Data extracted from a collection:

☆ ☆ ☆

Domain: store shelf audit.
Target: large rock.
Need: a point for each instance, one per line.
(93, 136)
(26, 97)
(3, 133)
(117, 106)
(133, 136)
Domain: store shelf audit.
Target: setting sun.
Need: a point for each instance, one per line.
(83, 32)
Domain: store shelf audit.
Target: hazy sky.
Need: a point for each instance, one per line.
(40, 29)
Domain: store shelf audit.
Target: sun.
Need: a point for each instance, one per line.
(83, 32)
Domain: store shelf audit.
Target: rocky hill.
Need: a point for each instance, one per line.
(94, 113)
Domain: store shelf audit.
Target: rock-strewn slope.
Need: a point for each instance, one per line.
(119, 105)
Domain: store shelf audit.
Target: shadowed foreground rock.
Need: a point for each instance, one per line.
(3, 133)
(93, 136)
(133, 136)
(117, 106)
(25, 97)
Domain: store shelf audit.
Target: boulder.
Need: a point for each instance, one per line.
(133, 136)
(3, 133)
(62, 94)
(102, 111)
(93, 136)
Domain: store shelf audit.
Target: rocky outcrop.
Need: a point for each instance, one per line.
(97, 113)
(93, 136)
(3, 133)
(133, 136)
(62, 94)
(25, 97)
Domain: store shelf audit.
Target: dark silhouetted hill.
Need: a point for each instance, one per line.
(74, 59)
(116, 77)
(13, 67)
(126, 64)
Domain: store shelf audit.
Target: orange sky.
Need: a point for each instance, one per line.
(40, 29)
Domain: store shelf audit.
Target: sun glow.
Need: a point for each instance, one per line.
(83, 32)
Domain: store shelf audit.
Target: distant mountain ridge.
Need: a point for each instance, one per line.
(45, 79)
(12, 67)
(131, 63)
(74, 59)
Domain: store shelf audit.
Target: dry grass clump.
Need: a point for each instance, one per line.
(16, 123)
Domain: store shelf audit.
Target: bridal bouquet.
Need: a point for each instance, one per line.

☆ ☆ ☆

Exactly as they are written, print the entries again.

Domain: store shelf audit.
Target: large rock.
Need: a point for each instance, one per line.
(93, 136)
(26, 97)
(3, 133)
(117, 106)
(133, 136)
Domain: store shelf audit.
Target: setting sun.
Need: a point for each instance, one per line.
(83, 32)
Domain: store shelf audit.
Target: hazy sky.
Need: a point for each instance, one per line.
(40, 29)
Domain: store shelf audit.
Target: sun.
Need: a point for each instance, one per line.
(83, 32)
Domain: store shelf audit.
Target: rocky hill.
Need: a point for each instance, one per line.
(94, 113)
Domain: store shelf audit.
Target: rock-strewn slope.
Need: a point for each instance, one per line.
(119, 105)
Domain: store shelf audit.
Target: shadowed foreground rock.
Need: a point for each instance, one per line.
(3, 133)
(93, 136)
(133, 136)
(117, 106)
(25, 97)
Domain: store shelf audit.
Target: boulder.
Need: a point for each instance, one per line.
(133, 136)
(3, 133)
(62, 94)
(102, 111)
(93, 136)
Domain: store shelf audit.
Target: rocky outcrop.
Need: a point for each instance, one per line.
(97, 113)
(93, 136)
(3, 133)
(133, 136)
(62, 94)
(25, 97)
Domain: store shelf audit.
Target: dark silhouetted hill.
Need: a point for each instance, one per line.
(74, 59)
(116, 77)
(13, 67)
(126, 64)
Domain: store shelf audit.
Target: orange sky.
Need: a point for each instance, one per line.
(40, 29)
Domain: store shelf audit.
Target: sun glow.
Need: a point for each instance, one per line.
(83, 32)
Domain: store shelf audit.
Target: distant mountain ridge.
Need: a point for each instance, one per line.
(45, 79)
(12, 67)
(131, 63)
(74, 59)
Domain: store shelf audit.
Target: dry grass clump.
Need: a point for each instance, one per line.
(16, 123)
Domain: store shelf audit.
Target: bridal bouquet.
Need: a point for each instance, one per line.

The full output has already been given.